> [EXERCISES]
A. In the discussion thread, how far into the book does the swamp of sadness scene from The Neverending Story come?
B. Carry on the discussion thread about the software world's reaction from its last sentence onward.

> [GIVEN TEXT]
[Start of Attachment]

And I _hate_ how this sounds melodramatic and petty but I have no other words for it.

@aeva This is not about the tools themselves. There's _so many_ problems there, and much has been written about it, but that's not what I'm getting at.

The thing that's _really_ getting to me is just how much of the SW world, including so many people around me, is going "oh yes, finally" about this.

I've always felt pretty alone in my caring about things the way I do but was telling myself that I did find my people who care about things the same way in the end. Evidently, no.

@rygorous all of this resonates. There (still?) are people in SW world who care about things very deeply. Maybe dozens of them!

btw, I am reading your posts or info-dump threads here or on slack, and I do understand everything!

@aras @rygorous I think I am lucky in that most LLMs fill me with a visceral sort of body-horror disgust - deep in the Uncanny Valley. It means I don't have to think too much about the consequences of their adoption because I just fucking can't, and I don't have to have some tedious "logical" argument about it. If that means I can't work - oh well, fuck the industry, hermit time.

@TomF @aras You know The Neverending Story? Either the book or the movie, for this part?

So there's this famous scene in the climax of the movie (which is about 1/3rd into the book), where the protagonist (Atreyu) and his horse are stuck in the "swamp of sadness" and the horse is slowly sinking into the swamp and drowning.

[End of Attachment]

Stored data entries
[Start of Attachment]

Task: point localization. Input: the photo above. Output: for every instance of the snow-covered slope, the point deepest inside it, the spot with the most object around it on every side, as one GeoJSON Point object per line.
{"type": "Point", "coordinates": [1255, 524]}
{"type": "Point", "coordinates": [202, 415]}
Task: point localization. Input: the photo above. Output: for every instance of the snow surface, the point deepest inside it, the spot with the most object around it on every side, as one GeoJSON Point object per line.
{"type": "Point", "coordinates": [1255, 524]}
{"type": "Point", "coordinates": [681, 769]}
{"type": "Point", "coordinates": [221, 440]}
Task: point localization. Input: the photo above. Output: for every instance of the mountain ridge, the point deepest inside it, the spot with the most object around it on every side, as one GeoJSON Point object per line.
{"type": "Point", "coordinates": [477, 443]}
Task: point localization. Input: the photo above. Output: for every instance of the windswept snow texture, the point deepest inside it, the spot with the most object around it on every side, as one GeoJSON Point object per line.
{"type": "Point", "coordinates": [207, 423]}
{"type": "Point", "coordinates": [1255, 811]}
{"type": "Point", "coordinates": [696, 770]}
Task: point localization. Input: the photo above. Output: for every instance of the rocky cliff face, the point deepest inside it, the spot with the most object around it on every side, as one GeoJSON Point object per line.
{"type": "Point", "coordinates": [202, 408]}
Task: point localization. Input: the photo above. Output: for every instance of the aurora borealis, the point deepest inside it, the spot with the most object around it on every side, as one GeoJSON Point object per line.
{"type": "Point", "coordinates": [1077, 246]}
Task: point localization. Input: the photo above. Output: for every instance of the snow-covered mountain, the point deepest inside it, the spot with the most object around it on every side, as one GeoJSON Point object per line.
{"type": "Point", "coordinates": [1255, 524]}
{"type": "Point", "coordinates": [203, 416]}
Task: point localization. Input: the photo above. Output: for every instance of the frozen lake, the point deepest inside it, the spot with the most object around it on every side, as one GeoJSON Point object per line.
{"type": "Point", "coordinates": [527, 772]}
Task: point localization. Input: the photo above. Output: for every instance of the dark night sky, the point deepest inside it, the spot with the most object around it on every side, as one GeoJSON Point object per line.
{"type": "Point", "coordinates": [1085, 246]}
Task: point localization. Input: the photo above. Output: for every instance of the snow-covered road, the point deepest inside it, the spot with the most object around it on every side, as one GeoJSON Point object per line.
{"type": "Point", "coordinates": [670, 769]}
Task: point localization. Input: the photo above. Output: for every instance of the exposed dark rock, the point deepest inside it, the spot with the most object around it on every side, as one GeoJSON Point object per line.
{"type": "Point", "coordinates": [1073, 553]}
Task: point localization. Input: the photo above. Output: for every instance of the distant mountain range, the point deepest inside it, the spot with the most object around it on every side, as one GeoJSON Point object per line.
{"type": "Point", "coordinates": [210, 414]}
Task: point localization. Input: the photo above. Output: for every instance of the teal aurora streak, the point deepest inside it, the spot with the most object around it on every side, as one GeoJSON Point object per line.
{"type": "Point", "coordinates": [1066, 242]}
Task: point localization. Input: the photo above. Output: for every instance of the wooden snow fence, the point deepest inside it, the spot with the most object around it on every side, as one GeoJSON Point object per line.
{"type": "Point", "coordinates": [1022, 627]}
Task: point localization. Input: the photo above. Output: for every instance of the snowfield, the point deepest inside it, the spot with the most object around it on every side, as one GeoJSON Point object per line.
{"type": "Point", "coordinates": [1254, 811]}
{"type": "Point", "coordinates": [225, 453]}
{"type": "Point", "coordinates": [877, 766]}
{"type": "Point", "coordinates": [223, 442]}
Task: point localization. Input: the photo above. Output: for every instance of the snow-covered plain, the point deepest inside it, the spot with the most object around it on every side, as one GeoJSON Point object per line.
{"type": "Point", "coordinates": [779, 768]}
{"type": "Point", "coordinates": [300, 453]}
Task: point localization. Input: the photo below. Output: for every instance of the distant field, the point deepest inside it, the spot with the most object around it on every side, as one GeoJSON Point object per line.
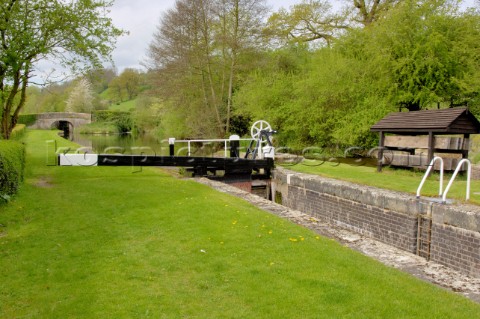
{"type": "Point", "coordinates": [124, 242]}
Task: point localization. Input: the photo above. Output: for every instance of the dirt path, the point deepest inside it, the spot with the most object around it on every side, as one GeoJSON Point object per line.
{"type": "Point", "coordinates": [417, 266]}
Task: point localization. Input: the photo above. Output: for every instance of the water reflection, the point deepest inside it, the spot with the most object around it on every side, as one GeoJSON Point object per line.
{"type": "Point", "coordinates": [122, 144]}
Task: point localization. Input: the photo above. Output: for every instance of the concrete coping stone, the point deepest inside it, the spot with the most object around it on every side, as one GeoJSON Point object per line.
{"type": "Point", "coordinates": [463, 216]}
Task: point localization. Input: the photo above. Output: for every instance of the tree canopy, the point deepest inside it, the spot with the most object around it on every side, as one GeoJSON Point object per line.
{"type": "Point", "coordinates": [74, 34]}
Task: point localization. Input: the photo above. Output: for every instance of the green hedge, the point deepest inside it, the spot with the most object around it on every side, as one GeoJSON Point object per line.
{"type": "Point", "coordinates": [12, 165]}
{"type": "Point", "coordinates": [122, 120]}
{"type": "Point", "coordinates": [27, 119]}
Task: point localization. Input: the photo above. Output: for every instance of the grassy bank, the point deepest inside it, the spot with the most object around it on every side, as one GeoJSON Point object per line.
{"type": "Point", "coordinates": [114, 242]}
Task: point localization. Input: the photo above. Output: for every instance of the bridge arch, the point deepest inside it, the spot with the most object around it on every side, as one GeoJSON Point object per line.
{"type": "Point", "coordinates": [61, 120]}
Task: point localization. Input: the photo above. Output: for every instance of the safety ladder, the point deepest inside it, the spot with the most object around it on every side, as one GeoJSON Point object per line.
{"type": "Point", "coordinates": [424, 236]}
{"type": "Point", "coordinates": [424, 230]}
{"type": "Point", "coordinates": [443, 193]}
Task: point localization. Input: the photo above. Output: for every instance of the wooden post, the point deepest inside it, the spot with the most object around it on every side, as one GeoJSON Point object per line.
{"type": "Point", "coordinates": [431, 147]}
{"type": "Point", "coordinates": [381, 146]}
{"type": "Point", "coordinates": [466, 139]}
{"type": "Point", "coordinates": [171, 145]}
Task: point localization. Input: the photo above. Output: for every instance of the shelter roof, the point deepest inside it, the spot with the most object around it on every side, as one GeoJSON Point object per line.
{"type": "Point", "coordinates": [445, 121]}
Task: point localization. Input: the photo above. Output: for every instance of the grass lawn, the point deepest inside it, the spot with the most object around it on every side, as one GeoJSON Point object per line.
{"type": "Point", "coordinates": [108, 242]}
{"type": "Point", "coordinates": [401, 180]}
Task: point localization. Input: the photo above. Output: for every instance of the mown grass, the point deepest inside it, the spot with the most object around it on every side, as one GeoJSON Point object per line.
{"type": "Point", "coordinates": [114, 242]}
{"type": "Point", "coordinates": [401, 180]}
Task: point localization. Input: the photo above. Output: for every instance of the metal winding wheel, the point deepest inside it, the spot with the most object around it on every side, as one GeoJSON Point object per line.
{"type": "Point", "coordinates": [257, 128]}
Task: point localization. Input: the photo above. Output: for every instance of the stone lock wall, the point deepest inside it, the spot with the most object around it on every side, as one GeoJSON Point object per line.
{"type": "Point", "coordinates": [390, 217]}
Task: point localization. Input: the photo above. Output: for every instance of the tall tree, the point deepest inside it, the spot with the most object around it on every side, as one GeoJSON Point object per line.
{"type": "Point", "coordinates": [76, 34]}
{"type": "Point", "coordinates": [308, 21]}
{"type": "Point", "coordinates": [196, 54]}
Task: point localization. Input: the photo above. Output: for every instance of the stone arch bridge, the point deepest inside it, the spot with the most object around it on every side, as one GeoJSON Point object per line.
{"type": "Point", "coordinates": [66, 121]}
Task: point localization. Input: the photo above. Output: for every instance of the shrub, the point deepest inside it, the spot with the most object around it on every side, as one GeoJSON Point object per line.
{"type": "Point", "coordinates": [12, 164]}
{"type": "Point", "coordinates": [18, 131]}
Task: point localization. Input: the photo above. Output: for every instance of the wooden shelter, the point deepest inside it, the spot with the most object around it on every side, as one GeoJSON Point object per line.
{"type": "Point", "coordinates": [452, 121]}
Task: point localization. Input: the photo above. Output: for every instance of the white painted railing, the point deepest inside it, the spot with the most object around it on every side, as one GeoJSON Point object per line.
{"type": "Point", "coordinates": [430, 167]}
{"type": "Point", "coordinates": [469, 174]}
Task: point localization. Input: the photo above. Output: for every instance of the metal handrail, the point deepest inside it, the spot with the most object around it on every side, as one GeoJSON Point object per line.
{"type": "Point", "coordinates": [469, 173]}
{"type": "Point", "coordinates": [429, 169]}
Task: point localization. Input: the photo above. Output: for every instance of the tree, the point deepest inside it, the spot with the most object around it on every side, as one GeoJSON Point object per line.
{"type": "Point", "coordinates": [126, 86]}
{"type": "Point", "coordinates": [366, 12]}
{"type": "Point", "coordinates": [314, 21]}
{"type": "Point", "coordinates": [308, 21]}
{"type": "Point", "coordinates": [76, 34]}
{"type": "Point", "coordinates": [81, 97]}
{"type": "Point", "coordinates": [198, 52]}
{"type": "Point", "coordinates": [430, 50]}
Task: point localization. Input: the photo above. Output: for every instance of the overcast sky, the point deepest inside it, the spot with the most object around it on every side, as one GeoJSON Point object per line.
{"type": "Point", "coordinates": [140, 18]}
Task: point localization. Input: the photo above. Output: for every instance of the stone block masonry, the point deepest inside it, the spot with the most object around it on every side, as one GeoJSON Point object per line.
{"type": "Point", "coordinates": [387, 216]}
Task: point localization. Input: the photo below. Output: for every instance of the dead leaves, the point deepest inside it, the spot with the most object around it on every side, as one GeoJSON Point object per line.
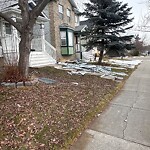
{"type": "Point", "coordinates": [46, 116]}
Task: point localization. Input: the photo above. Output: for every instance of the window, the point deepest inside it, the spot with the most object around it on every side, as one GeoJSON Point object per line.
{"type": "Point", "coordinates": [76, 19]}
{"type": "Point", "coordinates": [61, 11]}
{"type": "Point", "coordinates": [8, 28]}
{"type": "Point", "coordinates": [69, 15]}
{"type": "Point", "coordinates": [63, 38]}
{"type": "Point", "coordinates": [70, 38]}
{"type": "Point", "coordinates": [67, 41]}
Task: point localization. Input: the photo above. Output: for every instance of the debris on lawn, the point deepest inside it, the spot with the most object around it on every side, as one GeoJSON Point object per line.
{"type": "Point", "coordinates": [78, 68]}
{"type": "Point", "coordinates": [46, 80]}
{"type": "Point", "coordinates": [84, 68]}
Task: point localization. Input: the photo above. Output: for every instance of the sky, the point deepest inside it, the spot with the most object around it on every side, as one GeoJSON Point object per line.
{"type": "Point", "coordinates": [140, 9]}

[End of Attachment]

> [RESULTS FOR THE EXERCISE]
A. About one third of the way into the book.

B.
This scene has "traumatized" (in the TikTok sense, i.e., given The Sad, not actually traumatized) a generation of kids.

@TomF @aras In the film, it's a pretty messed-up scene, but it works, it's certainly memorable, it does what it needs to do, and I don't subscribe to the idea that "children's" media should sugarcoat things like this, because sometimes fucked up stuff does happen. Anyway, tangent.

The actual reason I bring this up is context, and especially the version of this in the book that hits even harder. Believe it or not, the film version is _really_ pulling its punches.

@TomF @aras In the book, the horse (Artax) can talk, and as it's sinking into the swamp of sadness (exactly what it sounds like), it's telling Atreyu how actually it just wants to die, and to please let it sink.

And the wider context is that at the time Fantastica (Phantasien in German) is slowly disappearing into The Nothing and as I recall (it's been a while) at the time that Swamp is on the edge of The Nothing that is slowly eating up everything.

@TomF @aras That's sort of what this all feels like. Just hanging out having a drink at the edge of the Swamp of Sadness gazing into The Nothing.

wheee

@TomF @aras (also, "this is not for kids", shut up, it's great. Nor is this at all the conclusion or even primary direction of the book. It's just a dark night of the soul to remember. I can thoroughly recommend the book. "Momo", also by Michael Ende, too.)

@rygorous @TomF @aras Now contrast this to the hitchhiker's guide, and the cow offering to slaughter itself humanely at the end of the universe.

There were a few years between my reading those scenes, but yeah.

@rygorous @aras I do wonder if I'm a little more resilient because of my terrible memory. I forget stuff all the time. What I mainly remember is that I *did* know something, and that I *could* know it again. Actually knowing it right now - I'm perfectly used to that not being the case for plenty of things.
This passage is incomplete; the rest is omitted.